Given records »
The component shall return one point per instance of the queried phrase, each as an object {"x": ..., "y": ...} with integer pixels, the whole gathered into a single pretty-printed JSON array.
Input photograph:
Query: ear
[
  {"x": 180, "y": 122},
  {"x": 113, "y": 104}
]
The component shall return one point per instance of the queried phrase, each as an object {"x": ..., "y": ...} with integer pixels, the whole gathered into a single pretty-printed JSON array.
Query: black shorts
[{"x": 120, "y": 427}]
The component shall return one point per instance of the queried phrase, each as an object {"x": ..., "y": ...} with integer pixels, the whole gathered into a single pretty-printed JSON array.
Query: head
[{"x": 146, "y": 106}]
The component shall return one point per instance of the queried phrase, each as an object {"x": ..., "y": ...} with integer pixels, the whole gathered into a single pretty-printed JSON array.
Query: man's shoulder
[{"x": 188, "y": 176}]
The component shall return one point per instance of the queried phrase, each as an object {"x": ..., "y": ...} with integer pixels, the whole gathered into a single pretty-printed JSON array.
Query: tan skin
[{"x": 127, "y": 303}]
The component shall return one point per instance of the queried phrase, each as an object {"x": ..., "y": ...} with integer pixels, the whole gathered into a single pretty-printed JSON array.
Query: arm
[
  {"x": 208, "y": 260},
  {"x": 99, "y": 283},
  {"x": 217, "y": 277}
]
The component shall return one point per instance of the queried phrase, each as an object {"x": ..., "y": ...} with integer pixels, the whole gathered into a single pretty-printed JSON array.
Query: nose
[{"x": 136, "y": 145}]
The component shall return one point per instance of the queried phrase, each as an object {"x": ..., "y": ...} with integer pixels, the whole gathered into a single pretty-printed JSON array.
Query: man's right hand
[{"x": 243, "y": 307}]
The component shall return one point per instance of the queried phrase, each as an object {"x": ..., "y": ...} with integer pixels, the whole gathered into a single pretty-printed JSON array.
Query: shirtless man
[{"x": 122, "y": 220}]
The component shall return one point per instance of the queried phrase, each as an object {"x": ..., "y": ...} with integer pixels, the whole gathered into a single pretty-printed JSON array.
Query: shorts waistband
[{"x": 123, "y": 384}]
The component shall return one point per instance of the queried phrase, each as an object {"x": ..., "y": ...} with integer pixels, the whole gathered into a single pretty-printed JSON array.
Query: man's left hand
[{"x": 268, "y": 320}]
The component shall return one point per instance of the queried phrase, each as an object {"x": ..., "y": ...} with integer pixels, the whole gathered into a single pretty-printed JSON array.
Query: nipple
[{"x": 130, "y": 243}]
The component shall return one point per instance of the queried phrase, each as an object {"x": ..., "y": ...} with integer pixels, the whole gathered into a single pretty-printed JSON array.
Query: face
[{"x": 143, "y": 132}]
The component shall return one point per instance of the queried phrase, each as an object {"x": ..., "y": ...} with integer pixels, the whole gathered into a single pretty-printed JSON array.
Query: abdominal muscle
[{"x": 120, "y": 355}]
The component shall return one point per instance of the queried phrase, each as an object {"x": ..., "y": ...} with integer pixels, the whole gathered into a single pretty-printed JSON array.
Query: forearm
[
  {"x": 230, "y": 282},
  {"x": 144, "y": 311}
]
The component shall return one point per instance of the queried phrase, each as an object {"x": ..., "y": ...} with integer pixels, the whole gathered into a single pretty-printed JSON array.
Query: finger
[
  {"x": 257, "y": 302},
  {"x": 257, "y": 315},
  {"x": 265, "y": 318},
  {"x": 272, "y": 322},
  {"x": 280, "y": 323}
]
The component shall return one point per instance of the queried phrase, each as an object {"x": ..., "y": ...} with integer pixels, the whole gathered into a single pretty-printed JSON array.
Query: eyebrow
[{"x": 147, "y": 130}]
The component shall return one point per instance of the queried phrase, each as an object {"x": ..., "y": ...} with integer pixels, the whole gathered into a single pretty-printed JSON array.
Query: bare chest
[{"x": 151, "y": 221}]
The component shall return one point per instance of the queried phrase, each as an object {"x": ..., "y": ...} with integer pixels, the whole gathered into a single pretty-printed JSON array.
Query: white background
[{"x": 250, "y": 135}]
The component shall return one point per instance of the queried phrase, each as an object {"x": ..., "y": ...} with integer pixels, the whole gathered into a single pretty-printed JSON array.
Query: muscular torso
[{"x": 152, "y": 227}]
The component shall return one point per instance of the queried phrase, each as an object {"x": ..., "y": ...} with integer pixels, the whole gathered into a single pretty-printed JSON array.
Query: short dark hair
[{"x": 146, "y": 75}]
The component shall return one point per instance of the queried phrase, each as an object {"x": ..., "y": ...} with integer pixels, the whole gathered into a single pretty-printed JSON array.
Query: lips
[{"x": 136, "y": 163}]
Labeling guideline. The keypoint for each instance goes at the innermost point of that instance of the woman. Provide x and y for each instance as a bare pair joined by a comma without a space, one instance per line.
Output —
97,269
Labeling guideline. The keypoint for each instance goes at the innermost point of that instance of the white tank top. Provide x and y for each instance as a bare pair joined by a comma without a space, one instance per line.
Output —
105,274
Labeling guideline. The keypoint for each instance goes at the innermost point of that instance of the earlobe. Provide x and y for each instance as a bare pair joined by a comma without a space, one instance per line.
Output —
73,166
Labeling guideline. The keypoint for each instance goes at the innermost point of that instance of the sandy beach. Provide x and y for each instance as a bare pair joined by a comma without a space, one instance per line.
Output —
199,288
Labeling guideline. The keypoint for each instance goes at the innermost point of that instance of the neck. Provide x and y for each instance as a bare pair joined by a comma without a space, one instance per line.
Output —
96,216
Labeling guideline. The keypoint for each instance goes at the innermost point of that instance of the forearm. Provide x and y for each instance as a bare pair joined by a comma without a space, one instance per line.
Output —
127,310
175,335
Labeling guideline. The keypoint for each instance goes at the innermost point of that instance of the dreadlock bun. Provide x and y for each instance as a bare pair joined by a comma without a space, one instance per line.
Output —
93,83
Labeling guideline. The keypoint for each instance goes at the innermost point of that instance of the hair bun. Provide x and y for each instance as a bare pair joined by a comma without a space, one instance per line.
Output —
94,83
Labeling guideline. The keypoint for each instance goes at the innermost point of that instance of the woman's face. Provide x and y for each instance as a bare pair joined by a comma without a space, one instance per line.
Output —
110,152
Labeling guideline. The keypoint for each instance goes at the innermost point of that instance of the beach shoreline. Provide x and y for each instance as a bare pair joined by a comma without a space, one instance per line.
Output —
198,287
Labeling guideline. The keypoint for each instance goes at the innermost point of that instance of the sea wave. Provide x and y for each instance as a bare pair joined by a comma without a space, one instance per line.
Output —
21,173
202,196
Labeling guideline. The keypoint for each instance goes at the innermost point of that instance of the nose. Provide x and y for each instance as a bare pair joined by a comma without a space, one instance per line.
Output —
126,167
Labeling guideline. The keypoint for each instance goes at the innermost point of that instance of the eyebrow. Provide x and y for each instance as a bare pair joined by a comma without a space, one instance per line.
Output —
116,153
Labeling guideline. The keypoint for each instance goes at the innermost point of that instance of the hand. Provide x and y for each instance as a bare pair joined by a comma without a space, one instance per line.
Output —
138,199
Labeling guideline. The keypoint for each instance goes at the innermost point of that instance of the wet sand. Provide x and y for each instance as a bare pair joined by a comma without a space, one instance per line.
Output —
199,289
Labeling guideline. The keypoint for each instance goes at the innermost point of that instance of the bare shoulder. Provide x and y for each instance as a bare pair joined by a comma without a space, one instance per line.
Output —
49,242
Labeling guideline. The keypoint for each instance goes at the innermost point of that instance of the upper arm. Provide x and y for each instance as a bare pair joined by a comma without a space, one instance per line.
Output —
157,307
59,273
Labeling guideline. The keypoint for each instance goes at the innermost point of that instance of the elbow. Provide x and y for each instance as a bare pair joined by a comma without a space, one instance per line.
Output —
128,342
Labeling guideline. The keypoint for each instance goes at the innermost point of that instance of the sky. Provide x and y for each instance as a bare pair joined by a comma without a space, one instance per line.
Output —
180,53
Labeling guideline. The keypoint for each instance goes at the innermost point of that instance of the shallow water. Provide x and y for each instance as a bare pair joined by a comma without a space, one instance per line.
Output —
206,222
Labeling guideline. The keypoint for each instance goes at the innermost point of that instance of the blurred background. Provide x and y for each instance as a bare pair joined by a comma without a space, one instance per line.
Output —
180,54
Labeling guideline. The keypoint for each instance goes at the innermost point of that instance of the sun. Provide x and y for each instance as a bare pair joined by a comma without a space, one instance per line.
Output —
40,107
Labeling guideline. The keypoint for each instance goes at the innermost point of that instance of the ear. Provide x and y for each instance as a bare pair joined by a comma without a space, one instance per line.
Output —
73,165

Objective »
Look above for the line containing "of the blurred"; copy from it through the last line, exactly, and nothing more.

Task answer »
Labeling guideline. The keypoint for each instance goes at the innermost point of that instance of the blurred background. Provide x and y for each instance as a bare pair joined by a comma without a space, one instance per line.
Output —
180,54
Labeling guideline. The keypoint for each instance goes at the innermost point of that instance of the sun. Provide x and y for each instance as a bare pair joined by a comma without a space, one instance per line.
Output —
40,107
Labeling guideline. The keypoint for each instance goes at the innermost point of that instance of the ear. Provide x and y for each instance as a bare pair joined by a comma without a space, one instance per line.
Output —
73,165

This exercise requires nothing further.